* Excerpted passage
-----

Around 1450 cows are milked at the peak of the season - 1300 spring calved and 200 in the autumn.  As well as producing winter milk the autumn calvers give some flexibility for drying off later in the year when the lighter soil starts to dry out - a solution thrown up by eCOGENT, which also highlighted the profitability of calving two weeks later than the district norm.

The farm is dead flat and consists of 80 ha of very light Waimakariri stony soil, 150 ha of Templeton soil in the middle, and the rest is silty Waimakiriri loam.  David says that mix provides a useful balance between light and heavy soils, but irrigating it can be a bit of a juggling act. 

"The big irrigator covers at least two soil types at any one time so in spring we apply enough to keep the lighter ground growing grass, and in summer the heavy ground is more productive so we favour that," he says.

"We use moisture monitoring probes to avoid over-watering and also minimise pumping costs."

Farm profit per kilogram of dry matter eaten was 12c last season, and eCOGENT forecasts that it will increase significantly this season.  Predictions also indicate that biggest gains in the future will come from breeding replacements from the most profitable cows, a strategy that David believes should lead to a doubling of profit.  Earlier this season, milk meters were installed in the 80-bale rotary dairy to help identify high-profit stock.

-----

* Entries provided
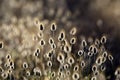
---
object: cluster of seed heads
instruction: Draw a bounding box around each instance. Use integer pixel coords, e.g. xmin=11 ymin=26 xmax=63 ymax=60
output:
xmin=0 ymin=20 xmax=117 ymax=80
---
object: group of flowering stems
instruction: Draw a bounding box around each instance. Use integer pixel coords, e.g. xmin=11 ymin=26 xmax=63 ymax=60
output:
xmin=0 ymin=21 xmax=120 ymax=80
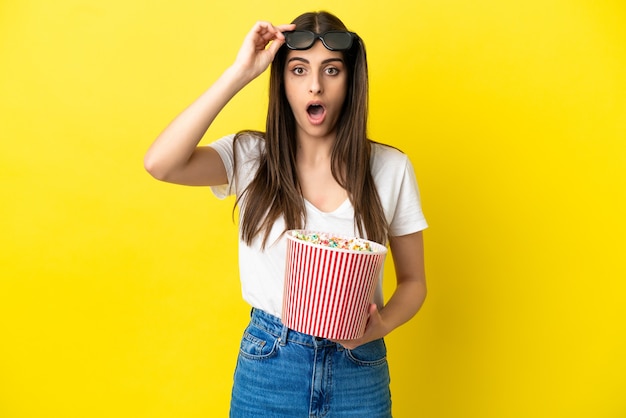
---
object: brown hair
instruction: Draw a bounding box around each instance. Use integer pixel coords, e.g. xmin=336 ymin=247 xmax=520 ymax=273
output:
xmin=233 ymin=12 xmax=388 ymax=247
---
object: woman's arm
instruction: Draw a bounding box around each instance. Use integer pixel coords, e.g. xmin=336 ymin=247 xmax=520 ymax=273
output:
xmin=338 ymin=231 xmax=426 ymax=349
xmin=144 ymin=22 xmax=294 ymax=186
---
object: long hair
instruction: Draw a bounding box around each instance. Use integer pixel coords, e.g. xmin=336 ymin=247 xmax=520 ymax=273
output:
xmin=233 ymin=12 xmax=388 ymax=247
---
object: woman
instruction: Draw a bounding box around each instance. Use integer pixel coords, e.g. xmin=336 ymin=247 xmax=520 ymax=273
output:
xmin=145 ymin=12 xmax=427 ymax=417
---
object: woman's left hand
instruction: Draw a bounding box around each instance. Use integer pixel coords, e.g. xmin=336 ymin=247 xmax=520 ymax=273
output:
xmin=332 ymin=303 xmax=388 ymax=350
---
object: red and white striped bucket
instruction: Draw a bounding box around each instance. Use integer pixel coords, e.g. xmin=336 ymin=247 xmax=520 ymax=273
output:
xmin=282 ymin=231 xmax=387 ymax=340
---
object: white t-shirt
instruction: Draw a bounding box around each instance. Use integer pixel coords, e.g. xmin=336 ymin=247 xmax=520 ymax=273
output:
xmin=210 ymin=135 xmax=427 ymax=318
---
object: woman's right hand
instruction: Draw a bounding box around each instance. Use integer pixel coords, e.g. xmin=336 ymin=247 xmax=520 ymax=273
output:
xmin=233 ymin=21 xmax=296 ymax=80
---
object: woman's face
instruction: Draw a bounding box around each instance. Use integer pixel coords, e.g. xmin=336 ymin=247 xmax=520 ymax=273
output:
xmin=284 ymin=40 xmax=348 ymax=139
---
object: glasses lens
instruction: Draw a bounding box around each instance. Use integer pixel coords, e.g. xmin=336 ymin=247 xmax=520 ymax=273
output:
xmin=285 ymin=30 xmax=315 ymax=49
xmin=322 ymin=32 xmax=352 ymax=51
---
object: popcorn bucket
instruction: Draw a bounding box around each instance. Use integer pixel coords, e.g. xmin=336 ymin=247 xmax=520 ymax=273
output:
xmin=282 ymin=230 xmax=387 ymax=340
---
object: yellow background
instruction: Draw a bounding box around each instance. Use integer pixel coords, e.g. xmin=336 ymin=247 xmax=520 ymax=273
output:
xmin=0 ymin=0 xmax=626 ymax=418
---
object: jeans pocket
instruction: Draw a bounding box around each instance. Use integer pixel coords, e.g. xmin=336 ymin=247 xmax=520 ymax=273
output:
xmin=345 ymin=338 xmax=387 ymax=366
xmin=239 ymin=325 xmax=278 ymax=360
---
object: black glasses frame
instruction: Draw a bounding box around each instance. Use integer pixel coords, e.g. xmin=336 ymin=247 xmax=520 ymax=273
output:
xmin=283 ymin=30 xmax=358 ymax=51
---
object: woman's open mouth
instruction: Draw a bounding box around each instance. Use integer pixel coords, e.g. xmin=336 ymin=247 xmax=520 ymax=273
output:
xmin=306 ymin=103 xmax=326 ymax=125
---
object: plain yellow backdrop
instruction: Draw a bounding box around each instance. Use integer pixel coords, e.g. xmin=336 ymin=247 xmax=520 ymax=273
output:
xmin=0 ymin=0 xmax=626 ymax=418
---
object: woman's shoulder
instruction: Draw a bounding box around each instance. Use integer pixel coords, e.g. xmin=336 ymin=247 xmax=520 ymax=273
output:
xmin=370 ymin=141 xmax=408 ymax=168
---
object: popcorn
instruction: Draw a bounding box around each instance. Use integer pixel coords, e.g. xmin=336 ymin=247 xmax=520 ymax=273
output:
xmin=291 ymin=231 xmax=376 ymax=252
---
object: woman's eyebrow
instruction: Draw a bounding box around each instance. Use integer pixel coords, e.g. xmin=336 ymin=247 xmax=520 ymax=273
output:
xmin=287 ymin=57 xmax=343 ymax=64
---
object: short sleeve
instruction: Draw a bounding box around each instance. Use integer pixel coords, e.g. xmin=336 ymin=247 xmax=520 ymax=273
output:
xmin=389 ymin=158 xmax=428 ymax=236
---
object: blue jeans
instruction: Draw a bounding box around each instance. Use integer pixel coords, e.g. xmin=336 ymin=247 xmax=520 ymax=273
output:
xmin=230 ymin=309 xmax=391 ymax=418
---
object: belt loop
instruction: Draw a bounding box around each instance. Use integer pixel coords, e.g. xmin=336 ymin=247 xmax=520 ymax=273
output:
xmin=280 ymin=325 xmax=289 ymax=346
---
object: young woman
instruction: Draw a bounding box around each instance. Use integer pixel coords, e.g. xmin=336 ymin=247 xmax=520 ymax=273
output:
xmin=145 ymin=12 xmax=427 ymax=418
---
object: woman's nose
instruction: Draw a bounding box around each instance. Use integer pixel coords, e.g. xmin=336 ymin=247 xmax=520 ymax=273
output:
xmin=309 ymin=76 xmax=322 ymax=94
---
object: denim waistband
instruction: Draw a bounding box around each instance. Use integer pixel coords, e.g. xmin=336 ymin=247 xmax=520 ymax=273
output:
xmin=250 ymin=308 xmax=343 ymax=349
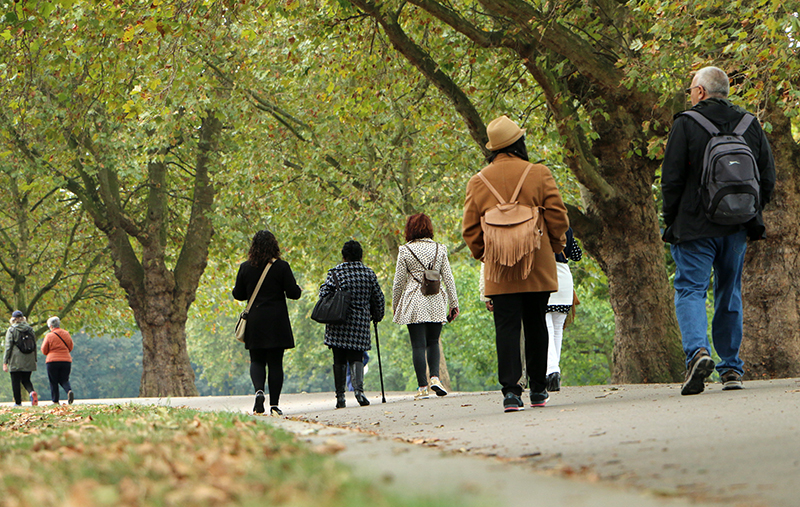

-----

* Set of tasks
- a) What was the farm profit per kilogram of dry matter eaten last season, according to the dairy farm passage?
- b) Which soil types does the dairy farm passage say make up the farm?
The records were drawn from a separate source.

* Outputs by task
- a) 12c

- b)
- Very light Waimakariri stony soil (80 ha)
- Templeton soil (150 ha)
- Silty Waimakiriri loam